ТЕКСТ ДЛЯ ЧТЕНИЯ
Опубликовано в журнале Иностранная литература, номер 11, 2005
Перевод Антон Нестеров
Ян Хьярстад*
Лжешь ты, Пер![1]
Перевод с английского Антона Нестерова
I
Мое нынешнее место жительства — Хараре, Зимбабве, Африка. За тысячи километров от родного дома. До приезда сюда я думал: то, с чем здесь придется столкнуться, по большей части покажется мне чужим и странным, а это… это освежит мой взгляд и заново научит меня удивляться. Я ошибся. Что такое десяток тысяч километров в мире реактивных лайнеров, спутникового телевидения, кино, телефонов, транснациональных корпораций и телефаксов? Ничтожное расстояние. Ныне, чтобы обрести чувство дистанции, нужно оказаться на одной из лун Юпитера. Это как минимум.
И при всем том… как писатель я чувствовал себя зависшим в безвоздушном пространстве. Я только-только отослал своему издателю законченный недавно роман и обдумывал новый. Тут поневоле начнешь сомневаться во всем и вся. Куда двигаться дальше? Какую тему избрать? Какой должна быть форма повествования? Мнительность автора достигает апогея — а что вообще сейчас творится в норвежской литературе? Что пишут в других странах?
II
В своем следующем романе я хотел подступиться к проблеме «Что есть Норвегия?». Я сидел под жакарандой[2], предаваясь размышлениям о «норвежскости», и тут почтальон принес мне открытку:
Жду около водопада Виктория. Тема беседы: мировая литература.
С наилучшими пожеланиями,
Космополит
Что ж, похоже, все было решено за меня. А мне только и оставалось, что следовать инструкциям: вылет ближайшим самолетом, в гостинице «Виктория» ждет номер, забронированный на мое имя…
С террасы гостиницы открывался прекрасный вид на водопад: водяная взвесь, висящая в воздухе, мост в Замбию, перекинутый над пропастью. Я уже подумывал, не нанять ли мне самолетик и не облететь ли водопад — здесь это называют «Полетом ангелов»[3], — как вдруг передо мной возник загорелый мужчина, весьма напоминающий индуса. Мы обменялись крепким рукопожатием. «Пер Гюнт», — представился мой визави. Будучи писателем, перестаешь удивляться чудесам. Вместо того чтобы недоуменно приподнимать брови, я поинтересовался, почему местом встречи он избрал эту старинную гостиницу. «Просто она напоминает гостиницу «Трамонтано» в Сорренто, где Ибсен заканчивал «Пер Гюнта». Ну, и — водопад. Стимулирует воображение: поневоле начинаешь мыслить масштабно. Кстати, именно об этом я и хотел поговорить — о воображении». Прежде чем я успел открыть рот и произнести хоть слово, мой собеседник разразился длиннейшей тирадой. Боюсь, мне придется привести ее здесь в сильно смягченном виде.

ФРАГМЕНТ ДАННЫХ

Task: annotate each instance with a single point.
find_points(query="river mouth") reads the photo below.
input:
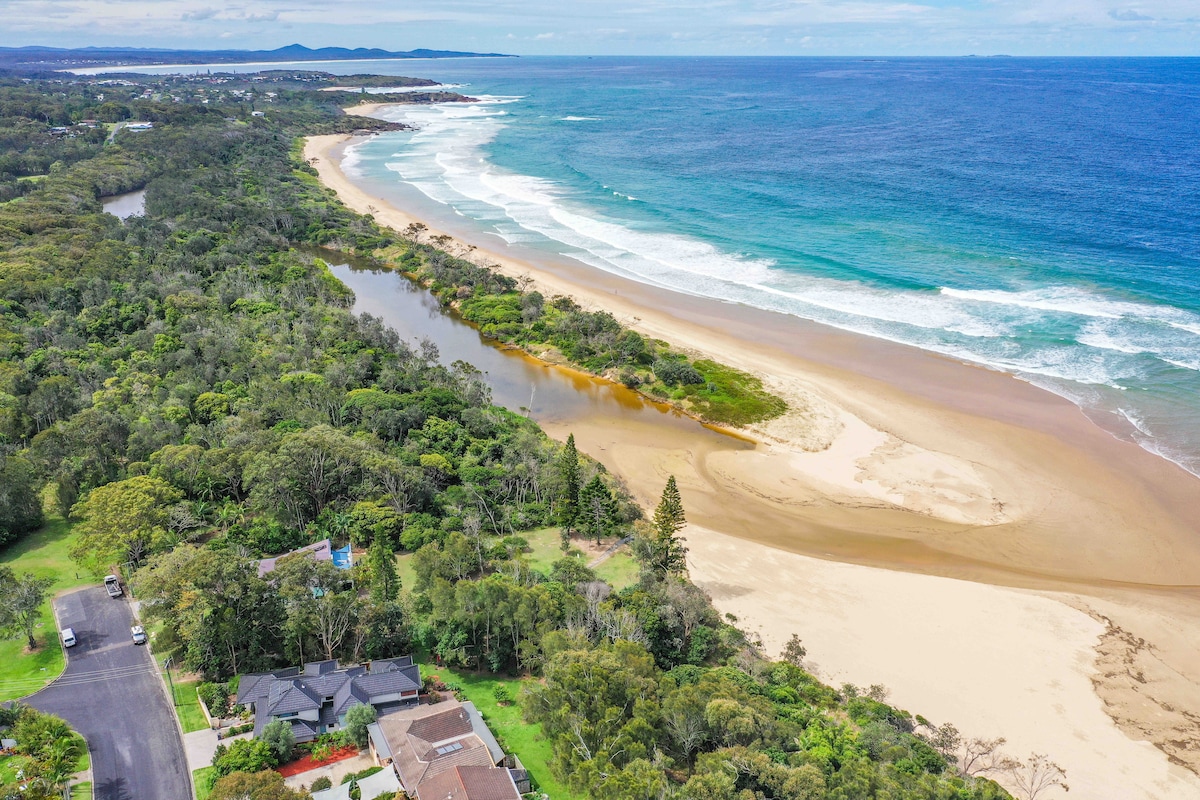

ЗАДАНИЯ
[1] В какой гостинице, согласно тексту о встрече с Пером Гюнтом, Ибсен заканчивал «Пер Гюнта»?
[2] Какие приметы современного мира перечислены в тексте о встрече с Пером Гюнтом в вопросе о десятке тысяч километров? Назовите все.
[3] Продолжите, пожалуйста, текст о встрече с Пером Гюнтом, начиная сразу после его последнего предложения.

ОТВЕТЫ К ЗАДАНИЯМ
[1] В гостинице «Трамонтано» в Сорренто.

[2] Реактивные лайнеры, спутниковое телевидение, кино, телефоны, транснациональные корпорации, телефаксы.

[3]
— Что за черт! Что там у вас творится с норвежской литературой? — набросился он на меня. — Вы что, совсем разучились лгать?!
Оказывается, все наши потуги лгать так жалки, что мы, чуть оторвавшись от реальности, камнем падаем на землю… Где наше воображение, где наш полет фантазии?! Это даже не прыжок с парашютом, это — стремительное падение. Где магия? Где волшебство? Все, что мы пишем, приземленно, плоско, одномерно. Банал на банале. Да уж… Реальнее некуда!
Все это… до тошноты… — он подыскивал слово… — правдиво! Вы не писатели, вы — журналюги! Репортеры на похоронах! — разглагольствовал он на непричесанном, но весьма точно передающем суть мысли норвежском.
И дальше: мы так неумело лжем, что боимся собственной тени. Где наша вера в себя? Где дерзость в выборе тем? Вспомните грандиозные картины, нарисованные в «Пер Гюнте»! А мы — мы выдаем какие-то миниатюрки. Сплошное мелкотемье. Сплошной моральный оппортунизм. Все так беззубо, так серо, так предсказуемо. Все это уже сто раз слышано, сто раз читано. Набило оскомину!
Вы пишете так, словно единственная ваша задача — не раздражать критиков. Все это… стерильно! Куда ни ступи — натянута страховочная сетка. Куда ни сядь — «пристегните ремни безопасности!» Можно подумать, что претензия на оригинальность — камень преткновения, который вы страстно хотите обойти! Тоже мне, Великая Кривая из «Пер Гюнта»[4]!
Дальше: мы так жалко лжем, что не в состоянии отличить «придуманную» нами метафору от клише. Где взгляд, способный ухватить образ вещи во всей полноте, где сравнение, которое бы заставило читателя задохнуться от восторга? Что, как не способность создать метафору, отличает настоящего писателя с воображением от посредственных драмоделов! Если мы чего-то добились в литературе, то только благодаря этому!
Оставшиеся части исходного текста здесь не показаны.